> **YOUR TASKS**:
**A.** List every timestamp that appears in the code review thread below, each with the username shown beside it.
**B.** Rewrite the paragraph of the code review thread that begins "Can be false positive memory limit" as a short bulleted list that keeps its main facts.

> **EXCERPTED PASSAGE**:
[start]

In this case no additional rows will be created and only required column modifications will be applied.
But let's do it later, by another ticket, this ticket is already too complex.

Hi,
The exact same idea came to my mind about an hour after the commit... :)
I agree, this approach looks like the better one, although it will require some rework in the accumulators.

alex-plekhanov · 2025-07-24T08:19:32Z

+            partition = partitionFactory.get();
+        }
+        else if (prevRow != null && partCmp != null && partCmp.compare(prevRow, row) != 0) {
+            partition.drainTo(rowFactory, outBuf);


This operation can block the thread for a long time.

Large amount of rows can be stored in outBuf, in worth case there will be 2x input rows count (in partition and in outBuf)

Consider pushing directly to downstream. Drain (and push) only requested amount and postpone next pushes until next request.

Let's fix it with another ticket, it's not a blocker but complicate the implementation

alex-plekhanov · 2025-07-24T08:22:41Z

+            doPush();
+        }
+        else
+            nodeMemoryTracker.onRowAdded(row);


Can be false positive memory limit exceed error. Tracker need to be reset not only on rewindInternal, but also when partition is fully drained.
Test required for new node (see MemoryQuotasIntegrationTest)

alex-plekhanov · 2025-07-24T08:24:34Z

+        Supplier<WindowPartition<Row>> partitionFactory,
+        RowHandler.RowFactory<Row> rowFactory
+    ) {
+        super(ctx, rowType, DFLT_ROW_OVERHEAD);


Memory tracker row overhead depends at least on count of aggregates (maybe also kinds of aggregates)

alex-plekhanov · 2025-07-24T08:26:11Z

        register(SqlStdOperatorTable.BIT_XOR);
+
+        // Window specific operations
+        register(SqlStdOperatorTable.ROW_NUMBER);


Smoke test for each operand required in StdSqlOperatorsTest

…g into window partition factory call, window exclusion validation

vldpyatkov · 2026-03-27T11:18:52Z

+            else {
+                Row offsetRow = frame.get(idx);
+                Object val = get(0, offsetRow);
+                if (val == null) {


Based on the description of LAG/LEAD function (and other database behavior), we have to return a value even if it is NULL. A default value returns only in the case when a row does not exist.

statement ok CREATE TABLE t_lag_lead(id INTEGER, val INTEGER); statement ok INSERT INTO t_lag_lead VALUES (1, 10), (2, NULL), (3, 30); query IIII SELECT id, val, LAG(val, 1, 999) OVER (ORDER BY id), LEAD(val, 1, 999) OVER (ORDER BY id) FROM t_lag_lead ORDER BY id; ---- 1 10 999 NULL 2 NULL 10 30 3 30 NULL 999

@vldpyatkov

Hi.
Fixed except the following:

If the third argument of lag/lead is non-nullable, Calcite changes the return type of the function to non-nullable (org.apache.calcite.sql.fun.SqlLeadLagAggFunction#transformType).

[end]

> **DATA SHOWN**:
[start]

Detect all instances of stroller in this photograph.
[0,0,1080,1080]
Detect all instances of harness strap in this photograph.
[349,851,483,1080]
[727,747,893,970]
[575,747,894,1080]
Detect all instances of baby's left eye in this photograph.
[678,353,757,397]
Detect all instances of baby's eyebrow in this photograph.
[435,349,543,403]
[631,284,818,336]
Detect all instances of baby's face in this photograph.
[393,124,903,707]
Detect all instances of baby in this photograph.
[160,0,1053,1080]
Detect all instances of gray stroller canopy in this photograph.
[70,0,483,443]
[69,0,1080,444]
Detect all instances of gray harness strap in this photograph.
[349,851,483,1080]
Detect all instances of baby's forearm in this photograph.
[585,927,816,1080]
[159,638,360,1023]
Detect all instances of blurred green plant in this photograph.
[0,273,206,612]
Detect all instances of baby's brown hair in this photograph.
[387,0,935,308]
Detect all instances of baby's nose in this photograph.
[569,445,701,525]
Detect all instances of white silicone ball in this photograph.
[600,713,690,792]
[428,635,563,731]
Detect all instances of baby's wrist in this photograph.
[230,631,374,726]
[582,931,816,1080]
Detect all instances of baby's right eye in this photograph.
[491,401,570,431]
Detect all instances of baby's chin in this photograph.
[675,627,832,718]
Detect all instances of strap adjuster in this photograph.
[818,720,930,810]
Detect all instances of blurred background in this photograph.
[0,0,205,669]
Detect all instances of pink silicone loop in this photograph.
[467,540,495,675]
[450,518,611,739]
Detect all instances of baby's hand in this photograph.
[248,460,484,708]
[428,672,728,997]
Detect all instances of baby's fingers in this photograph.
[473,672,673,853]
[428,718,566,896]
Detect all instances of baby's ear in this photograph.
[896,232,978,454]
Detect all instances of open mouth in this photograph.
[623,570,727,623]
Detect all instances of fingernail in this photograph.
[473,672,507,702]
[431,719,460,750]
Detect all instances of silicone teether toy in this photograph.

[end]

> **RESULTS FOR THE EXERCISE**:
**A.**
- alex-plekhanov · 2025-07-24T08:19:32Z
- alex-plekhanov · 2025-07-24T08:22:41Z
- alex-plekhanov · 2025-07-24T08:24:34Z
- alex-plekhanov · 2025-07-24T08:26:11Z
- vldpyatkov · 2026-03-27T11:18:52Z

**B.**
- A false positive memory-limit-exceeded error is possible.
- The tracker needs to be reset on rewindInternal and also when the partition is fully drained.
- The new node requires a test (see MemoryQuotasIntegrationTest).